== SOURCE TEXT ==

It just so happens that I’m really not that fussed about which drug is number one in the charts right now. I don’t care if cannabis is wrongly classified when compared to cigarettes and alcohol. I’m not going to chop up my Threshers loyalty card and start earning points with my dealer instead. But the recent sacking of the government’s chief drugs advisor Professor David Nutt has left me somewhat dazed and confused.
Newspaper articles were all very similar. Most carried the headline “Nutt Sacked” (which sounds distinctly like a prep school prank or dining club initiation). They all mentioned the controversial recommendations made by the Advisory Council on the Misuse of Drugs (ACMD) which Professor Nutt chaired. In May 2008 they opposed the decision of the last home secretary Jacqui Smith to move cannabis from class C to B.
It seems to me something of greater importance has been missed: the alternatives. Imagine, for a moment, that you are home secretary. If you were given tested and peer reviewed evidence proving that the current UK justice policy in relation to drugs was misinformed, what would you do? The obvious option would be to sponsor more research. What if all this research shows that alcohol is far more damaging than cannabis? You could do something radical like actually change your policy.
Or you could dismiss the results because you don’t like them. Who is this David Nutt guy anyway? A neuropsychopharmacologist? What does he know? So he was educated at Cambridge, teaches at Oxford and set up a whole department in Bristol. He clearly knows nothing. Alan Johnson on the other hand left school at 15 and became a postman. This is where I start to find the world a bit confusing.
You can work hard all of your life and excel in your field. You can make scientific breakthroughs and conduct groundbreaking research. You’ve just got to convince the postman. If you want to succeed in business or become a leading medical scientist, you’re going to need a degree. Probably two. It’s going to take years of hard work. If, on the other hand you wish to become the home secretary you will need to prove your incompetence at a local level, make a few idle promises on issues that nobody really cares about and get voted in.
It seems startlingly easy to become a politician, so as you weigh up your options for graduate employment, why not consider the easy option. Why not give the learning a rest and just get high on power?

===

• _EXERCISES_
1/ Update the part of the David Nutt column that opens with the words containing "You can work" and closes with "high on power?", putting "mail carrier" wherever "postman" appears.
2/ In the David Nutt column, what change to the classification of cannabis did Jacqui Smith decide on?

== ENTRIES SHOWN ==

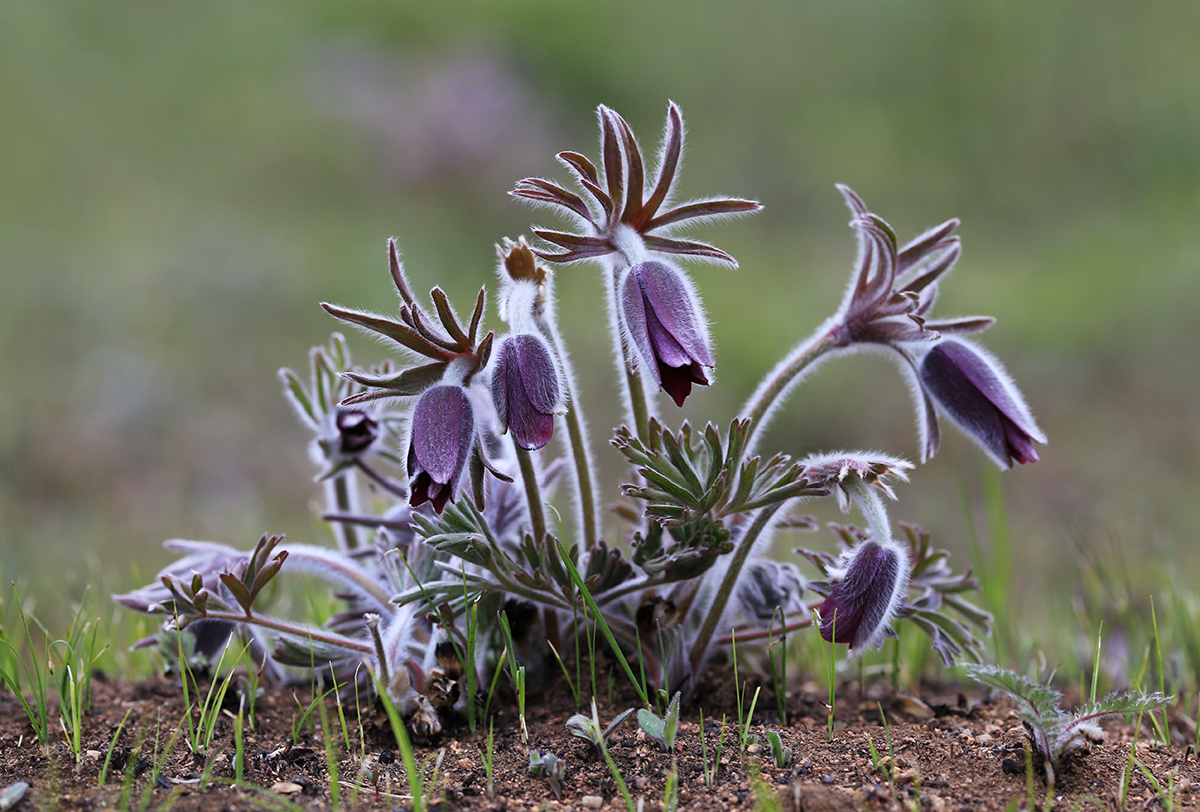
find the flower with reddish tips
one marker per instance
(867, 595)
(442, 434)
(621, 196)
(976, 392)
(526, 391)
(357, 429)
(843, 471)
(666, 328)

===

• _ANSWERS BY ITEM NUMBER_
1/
You can work hard all of your life and excel in your field. You can make scientific breakthroughs and conduct groundbreaking research. You’ve just got to convince the mail carrier. If you want to succeed in business or become a leading medical scientist, you’re going to need a degree. Probably two. It’s going to take years of hard work. If, on the other hand you wish to become the home secretary you will need to prove your incompetence at a local level, make a few idle promises on issues that nobody really cares about and get voted in.
It seems startlingly easy to become a politician, so as you weigh up your options for graduate employment, why not consider the easy option. Why not give the learning a rest and just get high on power?

2/ She decided to move cannabis from class C to class B.